The match-altering moment occurred at 1-2 in the third set on the Tsitsipas serve when he squandered a comfortable 40-15 lead and could not get out of the game for 11 minutes. When he finally did, he had lost his serve as Djokovic broke at the fifth time of asking.
That is all the hope the Serb needed. Now he started playing with a mixture of power, precision and finesse the likes of which were on show in the semi-final. Tsitsipas was now hitting almost three times the number of unforced errors as his opponent. Djokovic saw the set out 6-3 as Tsitsipas failed to return a powerful forehand.
Tsistipas took a medical timeout to sort a hip issue and finally changed his stained clothes. The signs did not look encouraging for him, however, as he was immediately broken in the fourth set.
Djokovic was now exposing Tsitsipas' rapidly decreasing energy levels, just as he had done against Musetti. He achieved a double break in another epic game to go 3-0 ahead and before long, it was 6-2 as Djokovic drove a backhand winner down the line on the angle. The first deciding men's set at Roland-Garros since 2004 was upon us.
The stakes were perfectly set.
For Djokovic, victory would mean becoming the first man since Rod Laver in the late 1960s to win all four Grand Slams at least twice, while it would also be the first time in 72 years that any player has won a major after coming back from two sets down twice in the same Slam. For Tsitsipas, the fifth seed in Paris, a win in his maiden Slam decider would mean a first-ever for Greece which would be extra special this year as his compatriot Maria Sakkari had spurned a match point in her semi-final against Krejcikova.
— Roland-Garros (@rolandgarros) June 13, 2021
Djokovic had a break point in the opening game of the last set but Tsitsipas quite miraculously held.
The early evening sun was proving bothersome for both as distracting shadows were splitting the court. Vision was impaired which was a problem that Djokovic appeared to have throughout much of the match.
Tsitsipas was clearly waning though having exerted so much effort to take a two-set lead. His deteriorating condition was reminiscent of early-era Djokovic when he would often suffer from such pronounced fatigue that he could not see matches out. There was no chance of Tsitsipas bailing but while the younger man was running on empty, Djokovic was strengthening knowing that he was on the cusp and had a wealth of experience as his main weapon.
The defining moment arrived when Djokovic broke to go 3-1 up, his game now back to its ruthlessly solid best without needing to rely on the spectacular. Tsitsipas was twice two points from defeat at 3-5 but he impressively held. Djokovic had championship point at 5-4 on his serve only for Tsitsipas to strike a trademark one-handed backhanded winner down the line, wowing the raucous crowd in attendance not nearly full because of COVID-19 restrictions but sufficiently present to define the dynamic.
It was to be Tsitsipas' parting gift to a tournament he has peppered with brilliance this last fortnight and on a surface in which he is so suited long-term. But Sunday was not to be his day.
Djokovic quickly regained championship point and there was no mistake this time as he put away an easy volley at the net, reacting with surprising calm as his record-breaking achievement was confirmed.
— Roland-Garros (@rolandgarros) June 13, 2021
Five minutes before appearing on Chatrier, Tsitsipas learned that his beloved grandmother had passed away, according to his own post-match Instagram post. He is known to receive big losses badly anyway, and no doubt losing your first Grand Slam final after racing to a two-set lead is going to take a lot of healing. He will be back, though. Of that, there is no doubt.
As for Djokovic? Well, greatness was already secured but the GOAT throne now awaits for a player who polarises the sporting world like few others but treats it to moments of unimaginable magic when on form. He could be the all-time best by summer's end. Whether you like him or not.
After the match, Djokovic said this weekend was the best 48 hours he has ever had as a tennis player. There is no denying it.

####

Copy the stretch of the match report from "The early evening" through "his main weapon.". Rely only on the match report.

Data excerpts:
####

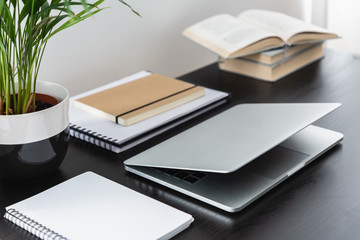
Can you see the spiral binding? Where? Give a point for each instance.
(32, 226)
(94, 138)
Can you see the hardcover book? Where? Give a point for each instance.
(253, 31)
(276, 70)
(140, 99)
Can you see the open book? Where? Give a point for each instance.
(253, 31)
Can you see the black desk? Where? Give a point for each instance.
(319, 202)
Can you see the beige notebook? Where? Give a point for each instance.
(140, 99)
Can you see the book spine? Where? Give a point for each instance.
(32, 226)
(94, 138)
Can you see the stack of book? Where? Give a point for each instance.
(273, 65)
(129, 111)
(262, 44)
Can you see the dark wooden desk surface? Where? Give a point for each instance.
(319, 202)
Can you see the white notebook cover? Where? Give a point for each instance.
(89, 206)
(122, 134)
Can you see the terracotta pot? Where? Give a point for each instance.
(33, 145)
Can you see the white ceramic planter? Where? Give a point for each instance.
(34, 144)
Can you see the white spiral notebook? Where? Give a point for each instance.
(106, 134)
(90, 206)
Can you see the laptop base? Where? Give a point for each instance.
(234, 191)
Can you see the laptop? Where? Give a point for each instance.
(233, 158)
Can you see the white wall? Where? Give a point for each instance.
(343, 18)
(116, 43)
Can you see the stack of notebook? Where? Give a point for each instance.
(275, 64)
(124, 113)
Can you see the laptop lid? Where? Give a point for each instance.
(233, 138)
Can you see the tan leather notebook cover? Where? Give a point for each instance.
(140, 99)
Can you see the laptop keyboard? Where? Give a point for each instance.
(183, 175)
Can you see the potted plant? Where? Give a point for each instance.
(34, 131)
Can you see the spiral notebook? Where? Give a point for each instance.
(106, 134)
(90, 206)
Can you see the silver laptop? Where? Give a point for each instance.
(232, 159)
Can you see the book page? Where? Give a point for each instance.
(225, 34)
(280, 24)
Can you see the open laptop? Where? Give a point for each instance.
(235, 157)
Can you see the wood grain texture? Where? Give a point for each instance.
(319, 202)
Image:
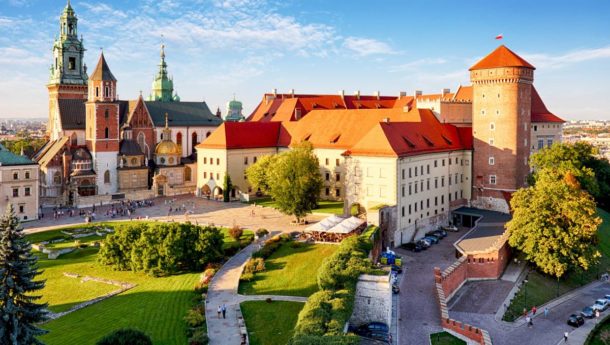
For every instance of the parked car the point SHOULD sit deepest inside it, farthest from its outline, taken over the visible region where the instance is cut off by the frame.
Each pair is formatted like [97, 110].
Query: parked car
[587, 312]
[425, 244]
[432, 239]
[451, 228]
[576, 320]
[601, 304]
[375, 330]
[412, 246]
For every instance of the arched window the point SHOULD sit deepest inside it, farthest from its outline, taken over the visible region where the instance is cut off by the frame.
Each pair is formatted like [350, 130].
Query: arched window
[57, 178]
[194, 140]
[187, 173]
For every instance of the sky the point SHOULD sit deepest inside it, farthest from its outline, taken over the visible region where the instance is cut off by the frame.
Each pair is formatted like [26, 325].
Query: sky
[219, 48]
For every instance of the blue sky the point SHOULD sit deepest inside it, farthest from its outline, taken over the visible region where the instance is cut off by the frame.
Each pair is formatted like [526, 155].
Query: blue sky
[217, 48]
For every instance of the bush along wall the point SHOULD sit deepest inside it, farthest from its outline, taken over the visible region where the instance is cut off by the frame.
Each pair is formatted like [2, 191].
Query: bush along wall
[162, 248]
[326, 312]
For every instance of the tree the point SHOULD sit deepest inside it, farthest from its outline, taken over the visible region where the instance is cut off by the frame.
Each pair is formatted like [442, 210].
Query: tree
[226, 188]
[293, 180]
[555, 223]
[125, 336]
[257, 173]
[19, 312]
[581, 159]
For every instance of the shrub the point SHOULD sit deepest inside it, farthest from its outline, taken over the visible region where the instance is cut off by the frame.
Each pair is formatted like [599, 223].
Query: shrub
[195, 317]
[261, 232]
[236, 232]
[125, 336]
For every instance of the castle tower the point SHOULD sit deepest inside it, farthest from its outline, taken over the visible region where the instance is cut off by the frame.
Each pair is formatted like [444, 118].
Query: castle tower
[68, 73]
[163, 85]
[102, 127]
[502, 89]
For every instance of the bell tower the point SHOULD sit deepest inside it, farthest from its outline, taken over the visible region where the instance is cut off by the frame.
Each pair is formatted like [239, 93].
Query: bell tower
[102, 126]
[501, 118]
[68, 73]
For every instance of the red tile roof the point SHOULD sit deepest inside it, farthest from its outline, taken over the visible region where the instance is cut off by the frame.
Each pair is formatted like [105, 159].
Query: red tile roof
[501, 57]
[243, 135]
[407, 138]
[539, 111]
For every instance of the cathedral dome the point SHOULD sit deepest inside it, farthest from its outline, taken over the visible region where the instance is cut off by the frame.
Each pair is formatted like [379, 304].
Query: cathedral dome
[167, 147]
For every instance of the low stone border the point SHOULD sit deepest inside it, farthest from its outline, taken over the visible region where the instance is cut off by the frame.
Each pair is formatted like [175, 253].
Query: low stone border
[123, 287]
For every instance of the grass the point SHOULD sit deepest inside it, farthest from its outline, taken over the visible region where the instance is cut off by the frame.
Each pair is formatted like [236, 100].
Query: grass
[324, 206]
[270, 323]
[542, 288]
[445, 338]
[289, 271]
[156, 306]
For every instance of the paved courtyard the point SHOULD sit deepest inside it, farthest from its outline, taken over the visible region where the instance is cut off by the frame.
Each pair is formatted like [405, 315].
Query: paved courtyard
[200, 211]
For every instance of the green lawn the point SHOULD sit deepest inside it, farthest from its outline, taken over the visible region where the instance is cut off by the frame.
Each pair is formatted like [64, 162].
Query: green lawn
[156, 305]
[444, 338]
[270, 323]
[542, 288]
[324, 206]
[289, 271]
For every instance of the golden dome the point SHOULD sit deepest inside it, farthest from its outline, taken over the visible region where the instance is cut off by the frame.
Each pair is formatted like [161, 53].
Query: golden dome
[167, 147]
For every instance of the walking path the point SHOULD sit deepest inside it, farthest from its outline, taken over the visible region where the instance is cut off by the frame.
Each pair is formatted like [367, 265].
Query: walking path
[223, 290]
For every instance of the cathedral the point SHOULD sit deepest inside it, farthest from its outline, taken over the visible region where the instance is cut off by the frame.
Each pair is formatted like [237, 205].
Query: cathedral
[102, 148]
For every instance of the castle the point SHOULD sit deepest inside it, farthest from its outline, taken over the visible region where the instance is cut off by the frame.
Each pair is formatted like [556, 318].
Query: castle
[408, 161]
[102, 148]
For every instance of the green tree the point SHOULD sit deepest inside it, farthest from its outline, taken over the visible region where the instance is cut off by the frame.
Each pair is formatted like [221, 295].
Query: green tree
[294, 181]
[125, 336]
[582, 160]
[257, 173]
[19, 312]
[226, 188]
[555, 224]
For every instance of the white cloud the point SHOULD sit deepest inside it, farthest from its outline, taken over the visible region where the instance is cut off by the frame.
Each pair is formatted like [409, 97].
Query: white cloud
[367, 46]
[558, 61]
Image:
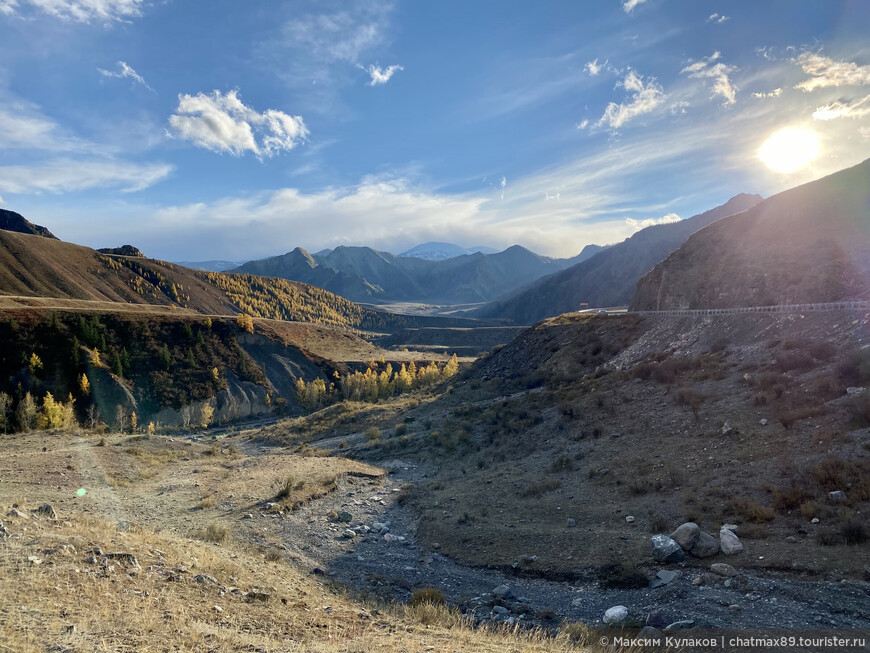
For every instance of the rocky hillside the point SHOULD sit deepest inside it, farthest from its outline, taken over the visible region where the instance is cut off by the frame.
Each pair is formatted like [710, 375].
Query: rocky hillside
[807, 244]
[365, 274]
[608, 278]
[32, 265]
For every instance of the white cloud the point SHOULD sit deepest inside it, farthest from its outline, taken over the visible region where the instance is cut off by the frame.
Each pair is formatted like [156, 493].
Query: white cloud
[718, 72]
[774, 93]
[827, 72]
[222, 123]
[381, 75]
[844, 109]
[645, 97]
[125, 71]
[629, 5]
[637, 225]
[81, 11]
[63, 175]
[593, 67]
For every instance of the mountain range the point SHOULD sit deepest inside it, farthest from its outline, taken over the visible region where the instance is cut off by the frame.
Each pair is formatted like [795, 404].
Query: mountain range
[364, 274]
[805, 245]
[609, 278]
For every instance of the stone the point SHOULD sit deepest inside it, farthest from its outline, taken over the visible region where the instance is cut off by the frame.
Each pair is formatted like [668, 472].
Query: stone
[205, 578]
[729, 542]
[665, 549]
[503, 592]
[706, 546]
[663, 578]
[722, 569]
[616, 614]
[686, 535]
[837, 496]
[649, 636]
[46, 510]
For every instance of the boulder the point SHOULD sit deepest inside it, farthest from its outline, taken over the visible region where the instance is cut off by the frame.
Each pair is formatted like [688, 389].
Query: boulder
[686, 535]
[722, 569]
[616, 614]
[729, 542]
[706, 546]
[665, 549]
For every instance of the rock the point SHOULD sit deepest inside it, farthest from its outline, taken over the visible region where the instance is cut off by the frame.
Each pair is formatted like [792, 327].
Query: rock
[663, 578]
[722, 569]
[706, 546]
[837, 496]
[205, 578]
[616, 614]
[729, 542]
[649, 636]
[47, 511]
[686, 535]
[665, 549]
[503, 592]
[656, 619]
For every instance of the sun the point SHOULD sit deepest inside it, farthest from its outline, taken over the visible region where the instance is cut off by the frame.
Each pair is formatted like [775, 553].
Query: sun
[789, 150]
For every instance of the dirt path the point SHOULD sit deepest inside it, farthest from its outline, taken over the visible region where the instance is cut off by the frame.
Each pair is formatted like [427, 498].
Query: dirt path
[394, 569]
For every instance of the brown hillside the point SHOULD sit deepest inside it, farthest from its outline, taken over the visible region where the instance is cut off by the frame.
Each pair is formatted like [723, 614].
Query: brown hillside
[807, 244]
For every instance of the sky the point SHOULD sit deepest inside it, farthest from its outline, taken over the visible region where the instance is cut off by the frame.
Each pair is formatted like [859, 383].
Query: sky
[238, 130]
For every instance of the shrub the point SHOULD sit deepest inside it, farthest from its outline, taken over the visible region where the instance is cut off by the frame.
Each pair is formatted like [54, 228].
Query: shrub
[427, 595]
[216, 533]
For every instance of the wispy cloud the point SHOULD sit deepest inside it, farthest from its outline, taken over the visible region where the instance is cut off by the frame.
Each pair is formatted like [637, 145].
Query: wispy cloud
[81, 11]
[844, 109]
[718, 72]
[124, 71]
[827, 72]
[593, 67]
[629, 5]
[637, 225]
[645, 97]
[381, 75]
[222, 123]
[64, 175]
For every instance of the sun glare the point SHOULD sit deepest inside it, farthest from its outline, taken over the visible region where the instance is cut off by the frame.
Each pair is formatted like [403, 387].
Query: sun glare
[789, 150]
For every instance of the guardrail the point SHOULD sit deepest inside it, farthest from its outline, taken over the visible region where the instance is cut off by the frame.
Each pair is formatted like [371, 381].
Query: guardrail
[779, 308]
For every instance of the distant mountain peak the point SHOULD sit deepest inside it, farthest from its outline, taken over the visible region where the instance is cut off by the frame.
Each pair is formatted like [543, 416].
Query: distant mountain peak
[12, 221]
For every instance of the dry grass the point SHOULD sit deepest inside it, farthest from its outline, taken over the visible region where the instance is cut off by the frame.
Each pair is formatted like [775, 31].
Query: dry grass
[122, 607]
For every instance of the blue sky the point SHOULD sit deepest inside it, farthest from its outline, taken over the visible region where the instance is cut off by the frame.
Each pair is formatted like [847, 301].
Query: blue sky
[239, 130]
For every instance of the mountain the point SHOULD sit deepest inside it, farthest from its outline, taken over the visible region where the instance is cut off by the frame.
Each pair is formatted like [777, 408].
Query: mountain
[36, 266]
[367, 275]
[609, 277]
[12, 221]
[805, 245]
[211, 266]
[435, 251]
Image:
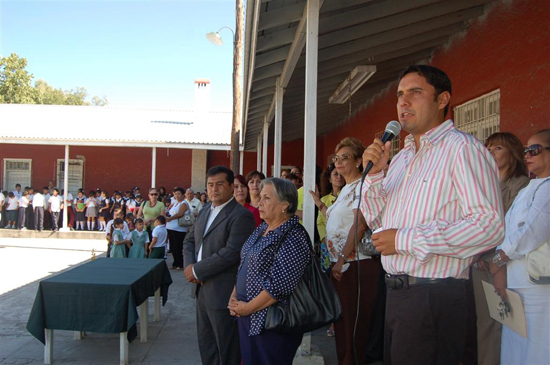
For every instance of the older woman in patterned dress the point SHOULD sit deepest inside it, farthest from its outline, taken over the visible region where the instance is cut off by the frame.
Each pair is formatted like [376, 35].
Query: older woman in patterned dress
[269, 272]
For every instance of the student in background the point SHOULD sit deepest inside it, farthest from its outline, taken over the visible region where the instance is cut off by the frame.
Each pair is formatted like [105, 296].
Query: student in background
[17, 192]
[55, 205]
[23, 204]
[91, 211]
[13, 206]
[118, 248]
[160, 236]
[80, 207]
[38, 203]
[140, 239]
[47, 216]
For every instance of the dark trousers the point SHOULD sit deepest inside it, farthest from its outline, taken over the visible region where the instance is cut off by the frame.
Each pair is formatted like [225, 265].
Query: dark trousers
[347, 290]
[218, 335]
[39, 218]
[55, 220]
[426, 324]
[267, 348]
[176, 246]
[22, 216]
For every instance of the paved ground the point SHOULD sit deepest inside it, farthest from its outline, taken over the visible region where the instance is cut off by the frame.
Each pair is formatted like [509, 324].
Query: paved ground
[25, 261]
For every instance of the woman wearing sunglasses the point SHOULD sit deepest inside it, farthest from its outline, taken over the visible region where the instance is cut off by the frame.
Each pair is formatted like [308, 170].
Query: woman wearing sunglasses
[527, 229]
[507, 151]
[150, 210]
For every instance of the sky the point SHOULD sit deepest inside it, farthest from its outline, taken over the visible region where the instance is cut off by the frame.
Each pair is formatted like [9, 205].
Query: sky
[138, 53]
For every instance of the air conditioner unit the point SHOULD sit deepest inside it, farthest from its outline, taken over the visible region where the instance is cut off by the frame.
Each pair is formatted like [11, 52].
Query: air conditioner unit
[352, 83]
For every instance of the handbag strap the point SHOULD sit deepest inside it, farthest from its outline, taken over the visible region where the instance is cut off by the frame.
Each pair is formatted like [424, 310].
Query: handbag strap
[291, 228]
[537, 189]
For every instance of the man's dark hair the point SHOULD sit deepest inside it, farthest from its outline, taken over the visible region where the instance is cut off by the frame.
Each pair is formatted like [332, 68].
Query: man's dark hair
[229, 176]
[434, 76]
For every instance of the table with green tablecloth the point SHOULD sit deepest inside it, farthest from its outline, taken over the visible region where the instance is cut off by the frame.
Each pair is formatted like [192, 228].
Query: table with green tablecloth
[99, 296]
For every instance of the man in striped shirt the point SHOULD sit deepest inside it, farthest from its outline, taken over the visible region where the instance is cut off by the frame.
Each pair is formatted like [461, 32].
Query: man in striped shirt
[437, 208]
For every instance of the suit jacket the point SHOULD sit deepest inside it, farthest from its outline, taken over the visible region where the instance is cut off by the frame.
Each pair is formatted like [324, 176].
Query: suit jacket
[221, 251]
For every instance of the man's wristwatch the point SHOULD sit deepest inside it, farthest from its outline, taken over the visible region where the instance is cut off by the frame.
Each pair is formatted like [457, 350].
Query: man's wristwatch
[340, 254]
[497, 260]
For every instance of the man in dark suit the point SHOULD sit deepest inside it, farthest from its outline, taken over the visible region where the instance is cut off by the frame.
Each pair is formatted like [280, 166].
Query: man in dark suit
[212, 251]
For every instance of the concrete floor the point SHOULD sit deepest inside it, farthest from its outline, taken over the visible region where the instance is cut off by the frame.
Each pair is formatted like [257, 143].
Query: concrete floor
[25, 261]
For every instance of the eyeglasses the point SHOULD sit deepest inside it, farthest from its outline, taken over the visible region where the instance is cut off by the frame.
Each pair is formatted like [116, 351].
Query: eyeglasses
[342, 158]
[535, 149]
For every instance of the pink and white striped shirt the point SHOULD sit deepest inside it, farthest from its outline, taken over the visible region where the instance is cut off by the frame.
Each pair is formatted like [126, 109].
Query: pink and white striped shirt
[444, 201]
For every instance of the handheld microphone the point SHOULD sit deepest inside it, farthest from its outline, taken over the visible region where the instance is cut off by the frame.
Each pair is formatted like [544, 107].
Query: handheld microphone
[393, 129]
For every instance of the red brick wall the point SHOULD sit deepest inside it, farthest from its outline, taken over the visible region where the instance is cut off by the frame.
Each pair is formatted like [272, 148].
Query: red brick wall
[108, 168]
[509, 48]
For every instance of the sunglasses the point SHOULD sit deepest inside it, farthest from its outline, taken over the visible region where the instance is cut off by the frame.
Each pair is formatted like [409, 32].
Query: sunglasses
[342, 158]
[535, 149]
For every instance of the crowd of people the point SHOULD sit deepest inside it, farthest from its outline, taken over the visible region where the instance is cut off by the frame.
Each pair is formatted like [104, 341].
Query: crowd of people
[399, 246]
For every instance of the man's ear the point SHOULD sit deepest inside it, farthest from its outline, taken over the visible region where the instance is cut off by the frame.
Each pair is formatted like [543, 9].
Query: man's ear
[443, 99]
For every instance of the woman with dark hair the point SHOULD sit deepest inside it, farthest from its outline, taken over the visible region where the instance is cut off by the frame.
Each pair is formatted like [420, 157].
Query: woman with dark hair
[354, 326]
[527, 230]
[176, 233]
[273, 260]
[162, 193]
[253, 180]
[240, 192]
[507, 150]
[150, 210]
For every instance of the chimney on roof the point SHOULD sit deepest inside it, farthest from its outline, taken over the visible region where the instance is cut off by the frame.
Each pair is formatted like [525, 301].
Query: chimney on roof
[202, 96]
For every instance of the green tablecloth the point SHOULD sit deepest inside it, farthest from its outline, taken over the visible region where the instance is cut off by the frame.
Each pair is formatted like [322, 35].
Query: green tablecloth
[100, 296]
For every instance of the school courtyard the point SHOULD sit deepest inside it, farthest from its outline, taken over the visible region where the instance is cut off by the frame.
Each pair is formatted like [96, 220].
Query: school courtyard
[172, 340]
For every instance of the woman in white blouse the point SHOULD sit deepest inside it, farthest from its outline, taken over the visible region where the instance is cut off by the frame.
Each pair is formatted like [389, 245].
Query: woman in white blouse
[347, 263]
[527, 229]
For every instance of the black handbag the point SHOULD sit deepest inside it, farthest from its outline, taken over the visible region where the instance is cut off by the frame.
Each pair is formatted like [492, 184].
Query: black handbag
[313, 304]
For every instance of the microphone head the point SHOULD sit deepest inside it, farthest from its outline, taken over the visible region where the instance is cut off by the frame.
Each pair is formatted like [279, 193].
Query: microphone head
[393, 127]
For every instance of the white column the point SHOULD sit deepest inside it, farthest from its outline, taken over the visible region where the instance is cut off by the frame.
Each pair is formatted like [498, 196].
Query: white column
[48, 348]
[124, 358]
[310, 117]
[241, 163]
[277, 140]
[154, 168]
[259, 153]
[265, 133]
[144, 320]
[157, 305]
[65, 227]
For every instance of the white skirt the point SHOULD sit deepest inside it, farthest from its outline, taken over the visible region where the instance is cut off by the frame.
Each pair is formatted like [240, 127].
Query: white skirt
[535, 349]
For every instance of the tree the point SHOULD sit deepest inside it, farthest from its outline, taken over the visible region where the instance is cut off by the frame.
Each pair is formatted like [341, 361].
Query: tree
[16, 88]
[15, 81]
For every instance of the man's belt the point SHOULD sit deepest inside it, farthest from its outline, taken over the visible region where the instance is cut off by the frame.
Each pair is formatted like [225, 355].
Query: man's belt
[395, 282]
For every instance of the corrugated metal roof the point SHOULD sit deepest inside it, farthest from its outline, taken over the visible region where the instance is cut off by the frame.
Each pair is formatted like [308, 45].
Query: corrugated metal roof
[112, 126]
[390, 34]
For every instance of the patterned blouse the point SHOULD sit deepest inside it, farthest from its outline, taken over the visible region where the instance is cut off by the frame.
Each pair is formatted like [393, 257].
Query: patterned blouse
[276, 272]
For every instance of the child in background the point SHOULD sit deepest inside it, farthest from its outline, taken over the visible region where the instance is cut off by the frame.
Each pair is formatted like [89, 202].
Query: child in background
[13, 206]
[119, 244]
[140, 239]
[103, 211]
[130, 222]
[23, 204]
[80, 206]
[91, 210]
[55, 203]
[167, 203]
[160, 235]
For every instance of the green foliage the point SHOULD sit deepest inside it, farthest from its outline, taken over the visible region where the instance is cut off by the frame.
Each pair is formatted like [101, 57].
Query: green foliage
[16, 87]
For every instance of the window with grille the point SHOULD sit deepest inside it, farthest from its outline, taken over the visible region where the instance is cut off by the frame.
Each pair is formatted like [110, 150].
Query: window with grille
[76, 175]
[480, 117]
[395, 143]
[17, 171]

####

Exercise solution:
The early evening sun was proving bothersome for both as distracting shadows were splitting the court. Vision was impaired which was a problem that Djokovic appeared to have throughout much of the match.
Tsitsipas was clearly waning though having exerted so much effort to take a two-set lead. His deteriorating condition was reminiscent of early-era Djokovic when he would often suffer from such pronounced fatigue that he could not see matches out. There was no chance of Tsitsipas bailing but while the younger man was running on empty, Djokovic was strengthening knowing that he was on the cusp and had a wealth of experience as his main weapon.